# Data listing:
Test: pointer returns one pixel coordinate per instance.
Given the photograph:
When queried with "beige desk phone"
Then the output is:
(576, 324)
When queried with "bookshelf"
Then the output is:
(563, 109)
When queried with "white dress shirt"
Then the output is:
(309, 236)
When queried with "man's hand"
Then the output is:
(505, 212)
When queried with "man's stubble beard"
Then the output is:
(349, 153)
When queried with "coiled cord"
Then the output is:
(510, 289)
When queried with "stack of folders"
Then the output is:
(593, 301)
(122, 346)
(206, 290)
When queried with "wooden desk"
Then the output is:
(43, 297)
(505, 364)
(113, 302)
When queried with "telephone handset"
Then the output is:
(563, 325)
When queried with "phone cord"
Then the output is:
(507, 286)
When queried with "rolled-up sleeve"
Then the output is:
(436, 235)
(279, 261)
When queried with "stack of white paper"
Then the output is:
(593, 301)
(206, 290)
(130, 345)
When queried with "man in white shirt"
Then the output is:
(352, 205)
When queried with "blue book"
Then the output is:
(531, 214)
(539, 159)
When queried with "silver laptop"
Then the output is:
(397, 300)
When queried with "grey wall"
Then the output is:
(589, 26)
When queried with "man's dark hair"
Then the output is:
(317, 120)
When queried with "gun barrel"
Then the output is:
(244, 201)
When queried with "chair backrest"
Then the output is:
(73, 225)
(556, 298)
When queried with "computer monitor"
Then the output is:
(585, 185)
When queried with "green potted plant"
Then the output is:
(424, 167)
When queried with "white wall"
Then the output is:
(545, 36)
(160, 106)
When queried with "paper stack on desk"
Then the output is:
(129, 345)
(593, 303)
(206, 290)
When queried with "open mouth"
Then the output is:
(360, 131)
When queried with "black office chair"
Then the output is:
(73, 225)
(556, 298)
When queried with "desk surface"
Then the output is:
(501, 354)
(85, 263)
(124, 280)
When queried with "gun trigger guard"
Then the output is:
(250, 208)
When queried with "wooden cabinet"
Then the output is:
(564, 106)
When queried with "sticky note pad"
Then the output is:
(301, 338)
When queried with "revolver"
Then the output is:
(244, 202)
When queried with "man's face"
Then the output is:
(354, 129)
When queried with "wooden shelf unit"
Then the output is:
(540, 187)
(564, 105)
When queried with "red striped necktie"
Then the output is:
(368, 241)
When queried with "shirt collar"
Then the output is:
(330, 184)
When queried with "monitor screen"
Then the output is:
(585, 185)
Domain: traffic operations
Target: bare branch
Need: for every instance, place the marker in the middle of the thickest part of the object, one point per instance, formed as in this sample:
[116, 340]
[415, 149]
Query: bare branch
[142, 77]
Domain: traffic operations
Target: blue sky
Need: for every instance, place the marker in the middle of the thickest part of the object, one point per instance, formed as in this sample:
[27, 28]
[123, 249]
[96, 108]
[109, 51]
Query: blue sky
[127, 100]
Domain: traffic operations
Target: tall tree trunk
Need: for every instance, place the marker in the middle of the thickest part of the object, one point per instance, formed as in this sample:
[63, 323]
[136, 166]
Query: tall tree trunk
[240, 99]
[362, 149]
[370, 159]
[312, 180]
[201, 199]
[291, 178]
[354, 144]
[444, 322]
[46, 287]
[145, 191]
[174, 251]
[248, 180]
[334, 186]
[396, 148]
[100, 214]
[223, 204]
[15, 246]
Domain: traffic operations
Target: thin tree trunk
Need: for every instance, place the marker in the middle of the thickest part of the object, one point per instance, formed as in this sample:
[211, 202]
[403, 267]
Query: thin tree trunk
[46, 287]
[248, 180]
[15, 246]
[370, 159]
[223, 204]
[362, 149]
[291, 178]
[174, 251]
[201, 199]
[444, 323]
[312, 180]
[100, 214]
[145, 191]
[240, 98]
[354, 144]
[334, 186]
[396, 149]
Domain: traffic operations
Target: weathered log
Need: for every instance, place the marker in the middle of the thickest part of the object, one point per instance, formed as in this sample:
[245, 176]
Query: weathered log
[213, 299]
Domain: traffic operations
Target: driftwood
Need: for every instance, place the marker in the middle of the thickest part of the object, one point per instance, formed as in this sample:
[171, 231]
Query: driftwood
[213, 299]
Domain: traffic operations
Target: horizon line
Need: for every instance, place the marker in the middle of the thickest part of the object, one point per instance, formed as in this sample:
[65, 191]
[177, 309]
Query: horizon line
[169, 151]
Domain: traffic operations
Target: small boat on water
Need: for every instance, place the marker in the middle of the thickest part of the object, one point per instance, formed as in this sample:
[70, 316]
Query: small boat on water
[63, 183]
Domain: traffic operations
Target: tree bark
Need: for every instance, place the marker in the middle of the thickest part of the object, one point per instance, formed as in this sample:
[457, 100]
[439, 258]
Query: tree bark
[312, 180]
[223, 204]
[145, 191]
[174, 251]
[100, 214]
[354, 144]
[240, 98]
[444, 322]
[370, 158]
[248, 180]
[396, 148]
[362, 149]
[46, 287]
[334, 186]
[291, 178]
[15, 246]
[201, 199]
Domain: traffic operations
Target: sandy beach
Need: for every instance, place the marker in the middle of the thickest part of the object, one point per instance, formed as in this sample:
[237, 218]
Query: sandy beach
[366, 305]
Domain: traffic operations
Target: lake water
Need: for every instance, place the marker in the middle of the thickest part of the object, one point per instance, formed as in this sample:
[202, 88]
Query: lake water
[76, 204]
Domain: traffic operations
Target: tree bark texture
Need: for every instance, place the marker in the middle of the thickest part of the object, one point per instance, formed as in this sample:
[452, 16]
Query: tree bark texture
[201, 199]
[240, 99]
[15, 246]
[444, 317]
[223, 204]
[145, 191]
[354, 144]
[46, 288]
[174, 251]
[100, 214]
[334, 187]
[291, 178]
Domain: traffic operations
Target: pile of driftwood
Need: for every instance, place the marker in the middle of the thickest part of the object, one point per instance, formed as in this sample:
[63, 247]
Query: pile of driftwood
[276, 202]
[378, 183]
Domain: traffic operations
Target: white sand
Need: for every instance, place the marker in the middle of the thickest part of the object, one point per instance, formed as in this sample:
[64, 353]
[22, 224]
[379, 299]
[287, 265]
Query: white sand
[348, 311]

# Problem details:
Compute how many lines in the material contain the word "shirt". Only the result should be written.

# Task output:
3